Hi
Serg,
You're right, of course. I've edited the original post.
As soon as I got out the door and headed down the road, I remembered the proper definitions for strong-vs-weak minimals
The rest of what I wrote is correct, in the sense that if it doesn't match the "original defintion" (wherever that might be found (?)), it's "equivalent" to the original definition. I tried to frame it in a way that conformed to
Mathimagics' notion of "P := S - U", and it's solutions.
[ The (set of) "permutations of U (with the same footprint as U)" mentioned elsewhere, and the set of "solutions to P, restricted to the cells in U", are (of course) the same sets. ]
Serg wrote:blue wrote:Here's a proper definition.
(...)
I think UA set definition should be more complicated (see original
Red Ed's
definition).
Let's call solutions of P
unavoidable set permutations (in accordance with
Red Ed's terminology). If every cell of unavoidable set's permutation contains unique value (comparing it with all other permutations of considered unavoidable set), this permutation is called
minimal.
If an unavoidable set contains at least one minimal permutation, such unavoidable set called minimal. If all unavoidable set's permutations are minimal, unavoidable set is
strongly minimal, otherwise unavoidable set is
weakly minimal.
Everything seems correct, except the part that I underlined.
In the example(s) with valency 3, if S = (P + U), S2 = (P + V), and S3 = (P + W) are the 3 solutions to P, then V and W are unavoidable sets in S2 and S3 (respectfully). Neither one is a minimal UA for its respective grid, though, since each of them contains a (smaller) U4.
On the other hand, {U,V,W} is the set of permutations for U, and for V and W as well, and that set includes U, which
is minimal.

........

Using the information:
A. Reproduce everything in the post on unavoidable sets from "Everything seems correct, except" down to "is minimal.", substituting "puzzle" for "grid".
B. According to the post on unavoidable sets, what is an unavoidable set called when all of its permutations are minimal?
C. Carry the post on unavoidable sets forward from its final sentence.

........

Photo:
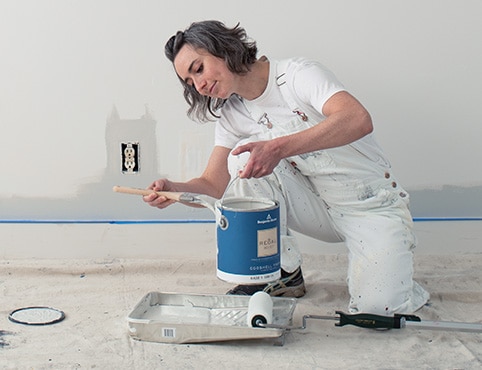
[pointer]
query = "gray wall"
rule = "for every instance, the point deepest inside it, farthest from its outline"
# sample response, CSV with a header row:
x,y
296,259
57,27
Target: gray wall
x,y
66,64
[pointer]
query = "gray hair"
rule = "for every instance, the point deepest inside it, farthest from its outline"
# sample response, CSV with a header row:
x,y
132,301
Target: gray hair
x,y
230,44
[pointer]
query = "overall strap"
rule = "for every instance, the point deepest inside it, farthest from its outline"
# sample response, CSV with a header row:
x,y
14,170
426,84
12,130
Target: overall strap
x,y
284,80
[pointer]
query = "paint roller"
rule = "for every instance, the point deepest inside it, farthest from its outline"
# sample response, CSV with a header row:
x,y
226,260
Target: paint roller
x,y
260,310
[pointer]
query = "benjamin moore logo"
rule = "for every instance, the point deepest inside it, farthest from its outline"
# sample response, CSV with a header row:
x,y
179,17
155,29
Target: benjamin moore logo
x,y
267,220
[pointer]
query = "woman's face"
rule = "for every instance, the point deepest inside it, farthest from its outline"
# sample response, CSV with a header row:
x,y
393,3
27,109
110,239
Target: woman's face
x,y
208,74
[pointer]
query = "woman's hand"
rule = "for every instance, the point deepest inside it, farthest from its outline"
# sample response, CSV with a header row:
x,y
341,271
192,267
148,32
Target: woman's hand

........

Results in order:
A.
Everything seems correct, except the part that I underlined.
In the example(s) with valency 3, if S = (P + U), S2 = (P + V), and S3 = (P + W) are the 3 solutions to P, then V and W are unavoidable sets in S2 and S3 (respectfully). Neither one is a minimal UA for its respective puzzle, though, since each of them contains a (smaller) U4.
On the other hand, {U,V,W} is the set of permutations for U, and for V and W as well, and that set includes U, which
is minimal.

B. Strongly minimal.

C.
The "contains at least one minimal permutation" concept, then ... as applied to V, for example ... isn't a guarantee that V itself, is minimal (in the usual sense). Check the "BTW:" at the bottom of this post, if that doesn't make sense.
Serg wrote:Usually strongly minimal unavoidable set has valency 2 (contains 2 permutations), but nobody proved, that strongly minimal unavoidable sets with valency 3+ don't exist. Usually weakly minimal unavoidable set contains 1 minimal permutation only, but nobody proved, that it cannot contain 2+ minimal permutations.
All true, AFAIK ... no "non-existence" proofs, and no evidence to contradict the non-existence hypotheses.
--
BTW: You do understand (please, I hope) ... that above, {U,V,W} is a just set of permutations (of a single "seed", in principle) ... and that only U,V or W,
individually, could be an "unavoidable set" ... minimal, strong, weak, or otherwise ?
You use, twice, phrases like "
contains a minimal permutation", where "
has a minimal permuation" should appear instead.
For example: "Usually weakly minimal unavoidable set contains 1 minimal permutation only".
It should be: "Usually [a] weakly minimal unavoidable set
has 1 minimal permutation only" ... that being the set itself.